Data records on object locations:

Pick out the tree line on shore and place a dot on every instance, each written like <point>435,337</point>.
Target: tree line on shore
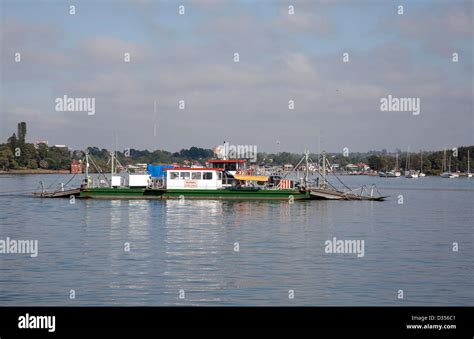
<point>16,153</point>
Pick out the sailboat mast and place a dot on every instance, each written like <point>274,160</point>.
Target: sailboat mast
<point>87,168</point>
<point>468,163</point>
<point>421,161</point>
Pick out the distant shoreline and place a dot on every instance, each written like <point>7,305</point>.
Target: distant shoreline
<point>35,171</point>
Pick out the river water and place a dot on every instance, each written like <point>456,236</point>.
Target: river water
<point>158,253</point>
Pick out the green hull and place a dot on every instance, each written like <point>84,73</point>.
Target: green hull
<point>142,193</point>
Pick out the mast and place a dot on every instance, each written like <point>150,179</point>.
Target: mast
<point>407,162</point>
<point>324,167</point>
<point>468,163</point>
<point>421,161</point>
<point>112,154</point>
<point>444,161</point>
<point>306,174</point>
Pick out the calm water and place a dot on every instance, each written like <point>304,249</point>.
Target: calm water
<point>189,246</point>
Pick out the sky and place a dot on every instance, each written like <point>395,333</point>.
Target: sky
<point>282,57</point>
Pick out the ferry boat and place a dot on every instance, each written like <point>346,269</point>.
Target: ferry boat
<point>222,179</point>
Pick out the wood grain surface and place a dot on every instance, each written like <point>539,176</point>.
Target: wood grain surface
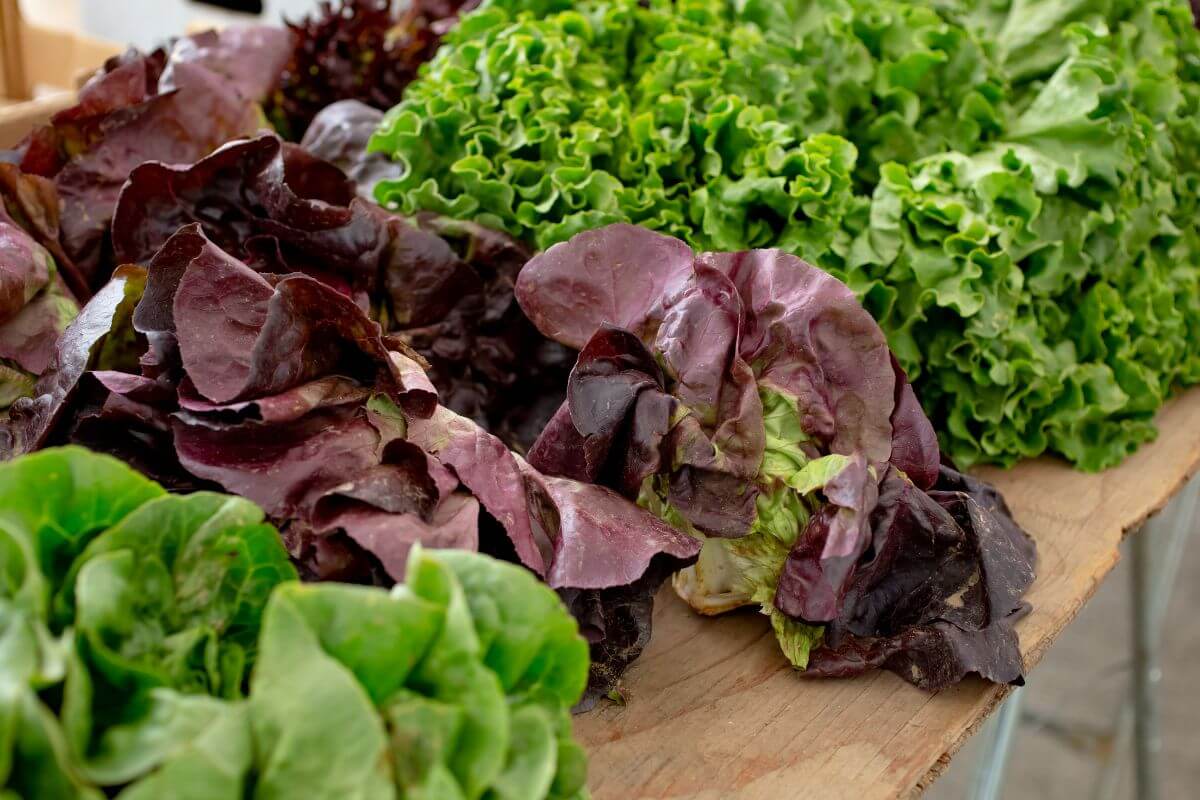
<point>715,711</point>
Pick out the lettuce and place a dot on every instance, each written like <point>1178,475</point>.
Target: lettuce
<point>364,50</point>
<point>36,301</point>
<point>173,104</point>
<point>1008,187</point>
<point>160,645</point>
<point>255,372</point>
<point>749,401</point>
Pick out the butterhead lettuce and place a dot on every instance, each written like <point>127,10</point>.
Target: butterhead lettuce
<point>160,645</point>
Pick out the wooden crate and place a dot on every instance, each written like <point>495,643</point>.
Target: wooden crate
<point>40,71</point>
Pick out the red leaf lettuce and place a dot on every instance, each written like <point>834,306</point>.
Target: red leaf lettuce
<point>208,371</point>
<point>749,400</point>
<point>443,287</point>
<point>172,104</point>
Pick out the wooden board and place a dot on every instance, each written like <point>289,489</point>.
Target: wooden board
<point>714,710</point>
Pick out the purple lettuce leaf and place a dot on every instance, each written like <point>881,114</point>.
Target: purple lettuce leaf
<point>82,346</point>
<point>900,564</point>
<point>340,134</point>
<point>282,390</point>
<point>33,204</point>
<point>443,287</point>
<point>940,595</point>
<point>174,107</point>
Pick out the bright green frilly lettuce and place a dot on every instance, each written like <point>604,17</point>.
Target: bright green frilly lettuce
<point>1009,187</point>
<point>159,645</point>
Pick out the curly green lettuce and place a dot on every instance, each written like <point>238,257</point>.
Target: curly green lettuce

→ BRIEF
Copy every line of the data above verbatim, but leave out the pictures.

→ FINISHED ANSWER
Pick out the tree line on shore and place a dot on every instance, each written like <point>435,337</point>.
Target: tree line on shore
<point>16,153</point>
Pick out the sailboat mast and place a dot on every instance, each written like <point>274,160</point>.
Target: sailboat mast
<point>87,168</point>
<point>468,163</point>
<point>421,161</point>
Pick out the distant shoreline and place a dot on every instance, each written like <point>7,305</point>.
Target: distant shoreline
<point>35,171</point>
Pick out the river water and place a dot on every instance, each written like <point>456,236</point>.
Target: river water
<point>158,253</point>
Pick out the green hull and place a dot on every instance, each written like <point>84,73</point>.
Target: green hull
<point>142,193</point>
Pick out the mast and place a dot on every instance, each written like <point>150,179</point>.
Target: mast
<point>407,162</point>
<point>324,167</point>
<point>468,163</point>
<point>421,161</point>
<point>112,154</point>
<point>444,161</point>
<point>306,174</point>
Pick out the calm water and place a dot on every instance, each written like <point>304,249</point>.
Target: calm water
<point>189,246</point>
Pick out the sky and place a dot on every instance, each written like <point>395,333</point>.
Target: sky
<point>282,57</point>
Pick out the ferry boat and place a dot on every instance, each written like <point>346,269</point>.
Target: ferry boat
<point>222,179</point>
Pick out the wood grain surface and place a dot on every instance, each written like <point>539,176</point>.
Target: wood grain surface
<point>715,711</point>
Pick out the lettuce and place a dot on every instance, each written like <point>1178,475</point>.
Target: lettuce
<point>364,50</point>
<point>36,301</point>
<point>173,104</point>
<point>1008,187</point>
<point>160,645</point>
<point>255,372</point>
<point>749,401</point>
Pick out the butterhead lettuce and place a dot on every instance, each written like <point>127,10</point>.
Target: butterhead lettuce
<point>160,645</point>
Pick out the wooden crate and place a dot on every instance, each written like <point>495,643</point>.
Target: wooden crate
<point>40,71</point>
Pick out the red leaf lettuce and place a dot on every instance, each written like <point>834,306</point>.
Target: red leaf lettuce
<point>208,371</point>
<point>749,400</point>
<point>443,287</point>
<point>172,104</point>
Pick out the wooden board and place a dot on every instance, each written like <point>289,489</point>.
Target: wooden board
<point>714,710</point>
Pick out the purple lettuce leaf and place a dot on every instance, each written like <point>881,114</point>.
Target: purple lettuce leaf
<point>82,346</point>
<point>900,564</point>
<point>340,134</point>
<point>282,390</point>
<point>33,204</point>
<point>443,287</point>
<point>940,595</point>
<point>174,107</point>
Pick out the bright green frilly lettuce and place a dot on every instance, each written like <point>604,17</point>.
Target: bright green frilly lettuce
<point>1009,187</point>
<point>159,645</point>
Pick out the curly green lettuce and place a dot on every instance, each written like <point>238,257</point>.
Target: curly green lettuce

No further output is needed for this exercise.